Reproduce exactly the lines beginning with the line that contains "Question. Identify every instance of the brick step" and ending at the final line of the material below.

[Data extracted from a collection]
▼▼▼

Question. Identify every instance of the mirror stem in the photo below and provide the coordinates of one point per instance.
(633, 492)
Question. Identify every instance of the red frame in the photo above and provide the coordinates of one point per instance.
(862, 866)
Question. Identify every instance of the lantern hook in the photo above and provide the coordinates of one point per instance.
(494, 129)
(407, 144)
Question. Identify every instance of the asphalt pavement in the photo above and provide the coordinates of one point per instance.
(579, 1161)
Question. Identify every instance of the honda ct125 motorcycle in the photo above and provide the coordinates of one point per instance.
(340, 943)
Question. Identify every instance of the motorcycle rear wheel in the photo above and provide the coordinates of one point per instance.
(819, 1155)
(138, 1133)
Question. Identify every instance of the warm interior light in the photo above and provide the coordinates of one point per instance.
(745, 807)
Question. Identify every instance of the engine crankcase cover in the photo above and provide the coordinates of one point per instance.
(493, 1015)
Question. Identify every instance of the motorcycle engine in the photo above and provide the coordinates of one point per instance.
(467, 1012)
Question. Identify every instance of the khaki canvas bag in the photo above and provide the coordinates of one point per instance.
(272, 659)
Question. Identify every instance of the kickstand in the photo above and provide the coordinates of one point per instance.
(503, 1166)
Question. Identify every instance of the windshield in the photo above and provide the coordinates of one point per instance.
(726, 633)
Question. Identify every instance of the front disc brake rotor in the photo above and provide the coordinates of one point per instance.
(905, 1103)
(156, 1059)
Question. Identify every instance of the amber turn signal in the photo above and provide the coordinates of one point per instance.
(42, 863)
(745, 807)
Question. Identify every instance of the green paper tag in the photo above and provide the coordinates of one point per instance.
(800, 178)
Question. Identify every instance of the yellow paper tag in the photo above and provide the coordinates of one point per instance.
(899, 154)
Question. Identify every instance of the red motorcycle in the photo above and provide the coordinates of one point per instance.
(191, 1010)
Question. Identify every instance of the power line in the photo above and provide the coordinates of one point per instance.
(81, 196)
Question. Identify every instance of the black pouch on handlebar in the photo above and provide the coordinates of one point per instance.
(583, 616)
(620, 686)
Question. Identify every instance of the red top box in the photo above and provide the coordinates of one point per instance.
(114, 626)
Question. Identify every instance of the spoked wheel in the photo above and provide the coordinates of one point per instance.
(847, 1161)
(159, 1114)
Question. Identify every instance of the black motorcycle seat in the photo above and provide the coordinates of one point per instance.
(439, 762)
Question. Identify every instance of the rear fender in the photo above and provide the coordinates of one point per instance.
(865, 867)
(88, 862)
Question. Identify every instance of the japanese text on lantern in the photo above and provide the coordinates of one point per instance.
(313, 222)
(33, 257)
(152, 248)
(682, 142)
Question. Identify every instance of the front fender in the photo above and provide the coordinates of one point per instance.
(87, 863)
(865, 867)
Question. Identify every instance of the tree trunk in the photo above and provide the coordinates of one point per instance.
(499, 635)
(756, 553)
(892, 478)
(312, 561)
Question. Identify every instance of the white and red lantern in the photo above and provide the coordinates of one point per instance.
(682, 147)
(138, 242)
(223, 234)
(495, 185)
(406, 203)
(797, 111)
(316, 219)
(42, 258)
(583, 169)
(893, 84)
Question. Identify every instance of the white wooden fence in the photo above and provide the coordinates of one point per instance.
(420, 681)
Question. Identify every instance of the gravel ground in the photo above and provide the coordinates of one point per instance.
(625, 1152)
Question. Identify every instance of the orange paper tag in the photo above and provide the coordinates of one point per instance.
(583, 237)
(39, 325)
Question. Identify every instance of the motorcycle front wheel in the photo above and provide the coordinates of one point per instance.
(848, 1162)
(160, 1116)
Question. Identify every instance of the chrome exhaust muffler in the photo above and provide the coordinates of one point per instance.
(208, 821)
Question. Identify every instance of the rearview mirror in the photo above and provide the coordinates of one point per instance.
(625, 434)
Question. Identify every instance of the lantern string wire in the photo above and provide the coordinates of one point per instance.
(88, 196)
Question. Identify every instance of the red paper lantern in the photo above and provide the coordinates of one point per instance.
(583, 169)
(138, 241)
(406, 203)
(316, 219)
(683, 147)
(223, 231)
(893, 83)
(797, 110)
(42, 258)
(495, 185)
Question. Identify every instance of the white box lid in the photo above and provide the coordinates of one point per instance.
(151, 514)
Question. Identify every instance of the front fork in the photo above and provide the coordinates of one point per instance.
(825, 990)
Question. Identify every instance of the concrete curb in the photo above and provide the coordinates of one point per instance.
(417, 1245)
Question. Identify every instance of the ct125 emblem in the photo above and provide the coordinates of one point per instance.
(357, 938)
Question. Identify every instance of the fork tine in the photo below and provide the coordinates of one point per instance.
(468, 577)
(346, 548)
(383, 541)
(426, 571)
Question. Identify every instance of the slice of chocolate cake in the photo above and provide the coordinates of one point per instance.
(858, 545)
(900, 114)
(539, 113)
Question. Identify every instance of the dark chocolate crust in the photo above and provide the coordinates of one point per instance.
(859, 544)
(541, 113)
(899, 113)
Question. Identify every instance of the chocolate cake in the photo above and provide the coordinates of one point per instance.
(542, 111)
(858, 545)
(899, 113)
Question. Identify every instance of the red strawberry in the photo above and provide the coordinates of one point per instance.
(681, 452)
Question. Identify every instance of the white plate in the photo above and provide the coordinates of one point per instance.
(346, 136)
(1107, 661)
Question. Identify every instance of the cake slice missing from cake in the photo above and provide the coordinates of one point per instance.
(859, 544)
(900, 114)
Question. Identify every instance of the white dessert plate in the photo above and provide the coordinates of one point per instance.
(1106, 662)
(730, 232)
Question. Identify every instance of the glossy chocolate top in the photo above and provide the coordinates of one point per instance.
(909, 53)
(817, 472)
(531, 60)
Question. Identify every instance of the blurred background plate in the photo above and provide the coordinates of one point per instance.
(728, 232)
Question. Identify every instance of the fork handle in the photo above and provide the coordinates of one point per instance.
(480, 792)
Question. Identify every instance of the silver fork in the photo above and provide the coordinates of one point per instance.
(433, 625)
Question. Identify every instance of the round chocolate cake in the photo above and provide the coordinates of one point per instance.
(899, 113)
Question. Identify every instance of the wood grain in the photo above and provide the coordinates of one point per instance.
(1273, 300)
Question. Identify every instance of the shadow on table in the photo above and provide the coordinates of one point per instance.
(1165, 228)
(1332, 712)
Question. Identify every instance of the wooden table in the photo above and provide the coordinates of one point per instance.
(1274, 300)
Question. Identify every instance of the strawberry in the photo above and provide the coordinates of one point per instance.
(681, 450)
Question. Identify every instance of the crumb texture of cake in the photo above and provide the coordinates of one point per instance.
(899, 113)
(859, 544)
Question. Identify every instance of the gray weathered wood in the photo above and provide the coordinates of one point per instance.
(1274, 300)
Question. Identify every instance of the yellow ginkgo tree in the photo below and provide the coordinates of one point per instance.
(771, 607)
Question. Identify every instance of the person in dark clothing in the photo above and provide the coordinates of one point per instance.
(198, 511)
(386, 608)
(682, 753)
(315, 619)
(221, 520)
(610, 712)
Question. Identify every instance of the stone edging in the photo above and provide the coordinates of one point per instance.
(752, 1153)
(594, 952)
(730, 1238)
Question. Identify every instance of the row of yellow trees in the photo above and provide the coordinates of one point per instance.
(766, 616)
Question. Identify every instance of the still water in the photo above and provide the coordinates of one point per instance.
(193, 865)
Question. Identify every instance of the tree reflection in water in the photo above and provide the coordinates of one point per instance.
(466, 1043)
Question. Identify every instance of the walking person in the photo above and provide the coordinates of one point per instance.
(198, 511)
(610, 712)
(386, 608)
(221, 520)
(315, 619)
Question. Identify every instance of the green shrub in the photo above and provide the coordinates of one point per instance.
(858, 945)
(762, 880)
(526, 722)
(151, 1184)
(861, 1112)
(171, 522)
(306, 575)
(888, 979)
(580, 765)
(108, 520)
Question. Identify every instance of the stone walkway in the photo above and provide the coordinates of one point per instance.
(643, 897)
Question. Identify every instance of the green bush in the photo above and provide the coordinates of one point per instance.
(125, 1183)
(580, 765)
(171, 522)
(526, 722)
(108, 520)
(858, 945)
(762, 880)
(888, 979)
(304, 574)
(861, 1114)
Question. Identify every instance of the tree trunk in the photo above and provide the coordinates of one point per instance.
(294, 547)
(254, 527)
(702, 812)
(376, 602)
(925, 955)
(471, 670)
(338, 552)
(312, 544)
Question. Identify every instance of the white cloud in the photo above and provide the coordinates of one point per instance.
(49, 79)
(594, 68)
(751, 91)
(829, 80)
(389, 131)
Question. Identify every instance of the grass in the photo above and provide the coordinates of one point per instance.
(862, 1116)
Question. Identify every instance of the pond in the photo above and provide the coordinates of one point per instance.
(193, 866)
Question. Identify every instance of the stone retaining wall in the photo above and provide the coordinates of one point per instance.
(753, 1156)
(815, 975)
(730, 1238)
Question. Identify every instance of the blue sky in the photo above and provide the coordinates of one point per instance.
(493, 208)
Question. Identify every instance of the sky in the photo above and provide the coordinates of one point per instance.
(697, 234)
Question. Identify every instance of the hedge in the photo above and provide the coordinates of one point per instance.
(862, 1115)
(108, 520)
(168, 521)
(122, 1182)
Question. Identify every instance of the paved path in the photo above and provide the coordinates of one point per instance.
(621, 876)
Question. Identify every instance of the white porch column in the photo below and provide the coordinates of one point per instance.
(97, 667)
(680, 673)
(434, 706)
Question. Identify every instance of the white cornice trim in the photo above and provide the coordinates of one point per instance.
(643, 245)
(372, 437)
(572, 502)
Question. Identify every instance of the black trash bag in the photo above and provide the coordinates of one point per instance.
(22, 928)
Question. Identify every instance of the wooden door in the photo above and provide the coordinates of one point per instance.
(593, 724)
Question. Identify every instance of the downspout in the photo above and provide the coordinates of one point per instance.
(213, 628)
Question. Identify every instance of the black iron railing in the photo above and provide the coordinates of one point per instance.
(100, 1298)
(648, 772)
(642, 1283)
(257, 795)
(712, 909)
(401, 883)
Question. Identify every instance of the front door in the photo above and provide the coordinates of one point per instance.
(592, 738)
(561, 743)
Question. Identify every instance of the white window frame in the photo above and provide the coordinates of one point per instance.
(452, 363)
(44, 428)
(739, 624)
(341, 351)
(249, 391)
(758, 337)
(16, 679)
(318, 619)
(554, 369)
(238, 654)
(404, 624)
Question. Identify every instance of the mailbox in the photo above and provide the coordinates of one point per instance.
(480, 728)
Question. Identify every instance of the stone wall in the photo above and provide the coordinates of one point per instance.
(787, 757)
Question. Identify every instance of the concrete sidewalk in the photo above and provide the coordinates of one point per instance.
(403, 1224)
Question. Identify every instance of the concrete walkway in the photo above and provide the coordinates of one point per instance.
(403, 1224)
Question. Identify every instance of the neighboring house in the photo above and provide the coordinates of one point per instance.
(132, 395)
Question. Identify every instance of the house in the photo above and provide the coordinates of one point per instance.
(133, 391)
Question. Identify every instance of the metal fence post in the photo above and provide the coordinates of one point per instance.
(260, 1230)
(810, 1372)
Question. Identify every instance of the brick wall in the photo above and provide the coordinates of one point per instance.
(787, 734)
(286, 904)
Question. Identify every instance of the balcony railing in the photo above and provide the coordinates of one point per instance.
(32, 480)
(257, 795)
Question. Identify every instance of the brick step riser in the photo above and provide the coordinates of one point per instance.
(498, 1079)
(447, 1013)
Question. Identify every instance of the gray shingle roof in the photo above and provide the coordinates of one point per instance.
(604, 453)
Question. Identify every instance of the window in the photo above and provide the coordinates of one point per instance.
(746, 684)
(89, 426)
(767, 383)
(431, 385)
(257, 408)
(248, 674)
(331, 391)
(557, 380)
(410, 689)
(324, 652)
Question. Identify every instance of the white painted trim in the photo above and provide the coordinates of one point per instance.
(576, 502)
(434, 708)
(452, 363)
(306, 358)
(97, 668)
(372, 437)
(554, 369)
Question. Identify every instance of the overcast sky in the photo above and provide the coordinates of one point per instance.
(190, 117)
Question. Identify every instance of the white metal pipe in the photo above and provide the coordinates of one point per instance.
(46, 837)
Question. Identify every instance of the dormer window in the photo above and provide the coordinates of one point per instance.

▲▲▲

◆ ANSWER TO THE EXERCISE:
Question. Identify every instance of the brick step riser in the photo above and provide the coordinates of one point per instance.
(498, 1079)
(447, 1013)
Question. Identify every instance of the gray shingle roof in the photo above and provide the coordinates of one point per instance.
(604, 453)
Question. Identify every instance of the window in the photo above and provide the coordinates of one point per instance.
(746, 684)
(89, 426)
(767, 383)
(431, 385)
(257, 408)
(248, 674)
(331, 391)
(557, 380)
(410, 689)
(324, 652)
Question. Identify every instance of the white painted trim in the photo above and provide the coordinates of one point per instance.
(576, 502)
(434, 708)
(452, 363)
(306, 358)
(97, 668)
(372, 437)
(554, 369)
Question. Identify every instance of the overcast sky in the photo above and provide the coordinates of one point per instance.
(190, 117)
Question. Identify every instance of the white metal pipe in the photo above and provide the coordinates of one point per instance.
(46, 837)
Question. Identify every instance of the dormer window in the photo above and provide the coordinates of one point per instance.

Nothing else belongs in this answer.